PROVIDED MATERIAL →
::::
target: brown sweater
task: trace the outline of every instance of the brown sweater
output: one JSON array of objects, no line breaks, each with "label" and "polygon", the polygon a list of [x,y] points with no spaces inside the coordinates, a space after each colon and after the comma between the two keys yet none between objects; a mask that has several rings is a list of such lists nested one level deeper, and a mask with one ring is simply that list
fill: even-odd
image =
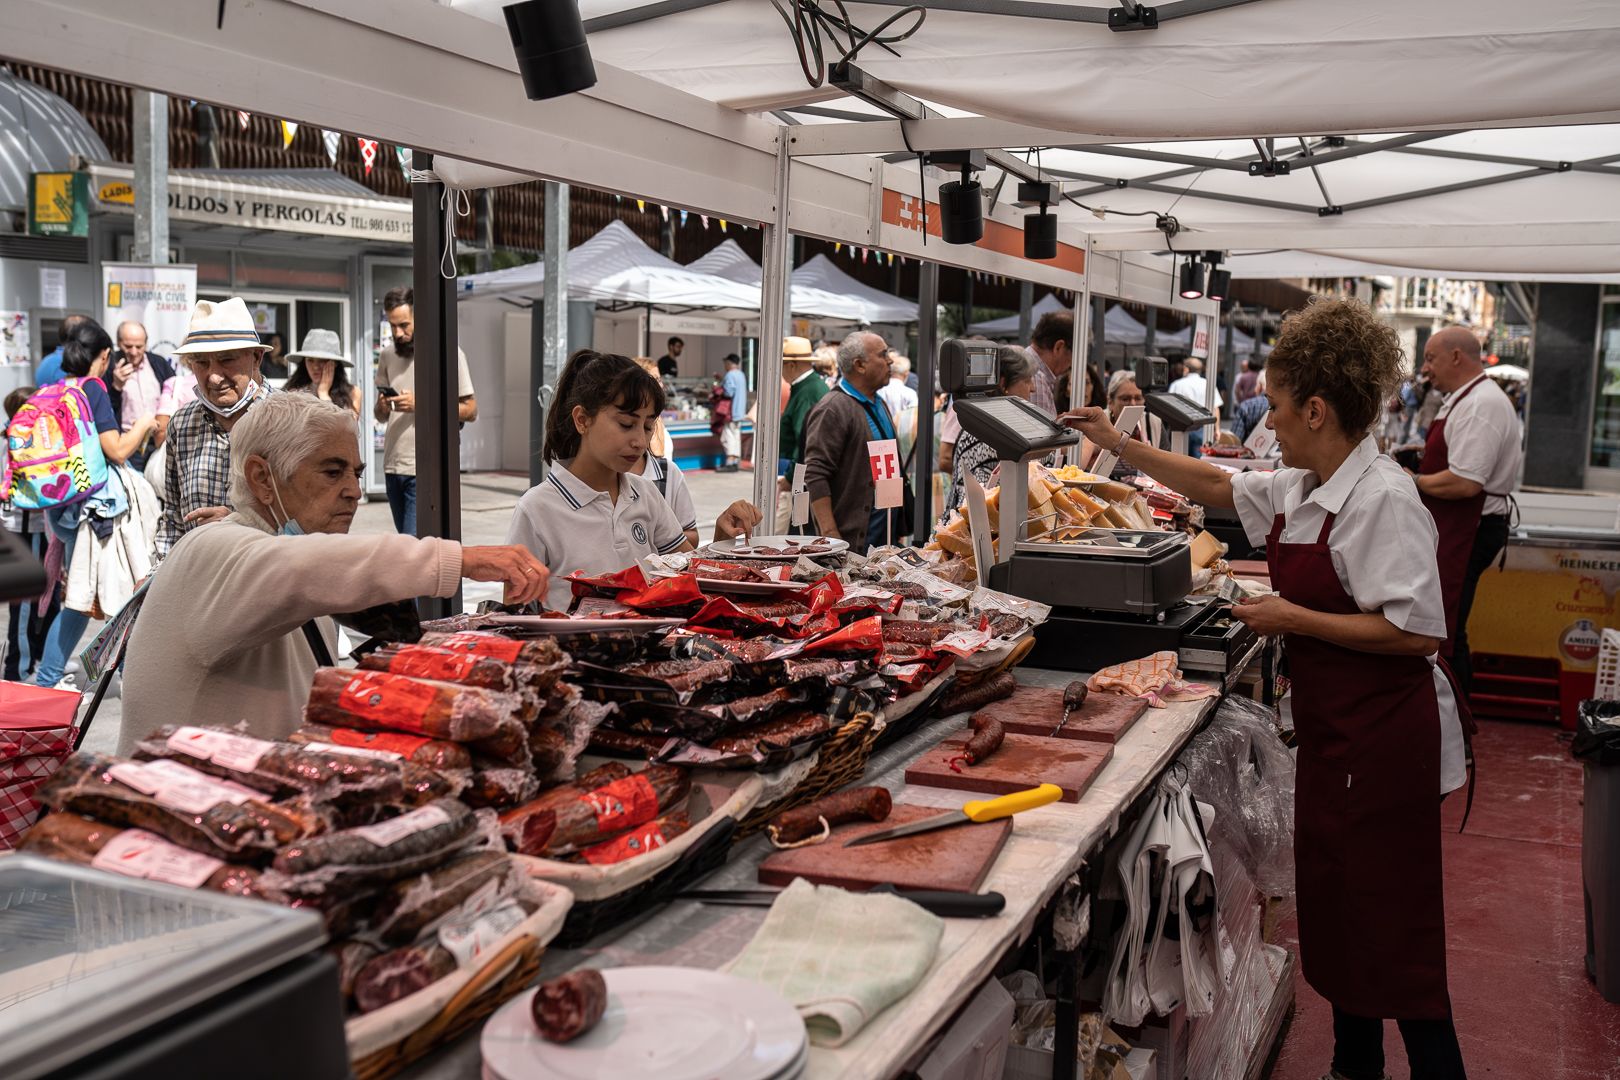
[{"label": "brown sweater", "polygon": [[816,403],[804,428],[804,479],[810,501],[832,499],[838,534],[856,551],[866,550],[872,522],[872,466],[866,453],[871,438],[866,410],[841,390]]}]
::::
EXERCISE GOAL → An exact copy of all the data above is required; omit any pictures.

THE ANSWER →
target: brown sweater
task: trace the outline of every instance of the brown sweater
output: one JSON array of objects, no line breaks, each with "label" and "polygon", the polygon a list of [x,y] points with no spaces inside the coordinates, a space after each colon and after the comma between the two keys yet none between objects; a mask that has several rings is a list of such lists nested one level deeper, and a mask with one ring is simply that list
fill: even-odd
image =
[{"label": "brown sweater", "polygon": [[816,403],[804,428],[804,479],[810,501],[832,499],[838,534],[856,551],[866,550],[872,522],[872,466],[866,453],[871,438],[866,410],[841,390]]}]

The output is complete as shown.